### Problem
Format the part below that opens with the line containing "of the columnar" and closes with the line containing "pixel 568 176", both lines included, as a Markdown table with the columns Number and Line, giving each line its number and omitting blank lines. Leave the pictures out of the table.

### Provided data
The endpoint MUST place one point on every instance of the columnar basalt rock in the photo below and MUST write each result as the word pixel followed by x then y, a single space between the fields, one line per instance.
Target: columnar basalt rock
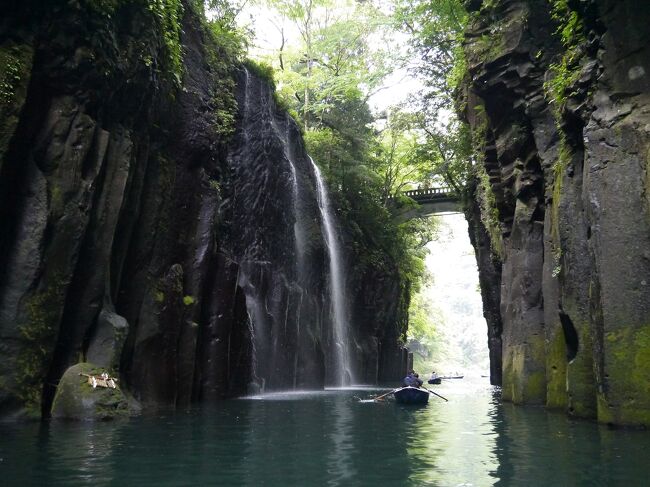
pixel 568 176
* * *
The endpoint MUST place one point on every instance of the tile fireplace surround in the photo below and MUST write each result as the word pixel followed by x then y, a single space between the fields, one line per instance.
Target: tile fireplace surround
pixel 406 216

### Exercise result
| Number | Line |
|---|---|
| 1 | The endpoint MUST place one point on every instance of the columnar basalt rock in the photo below and MUST write each result as the word pixel followed by x then y, a single space between the fields, one line per instance. |
| 2 | Target: columnar basalt rock |
| 3 | pixel 568 176 |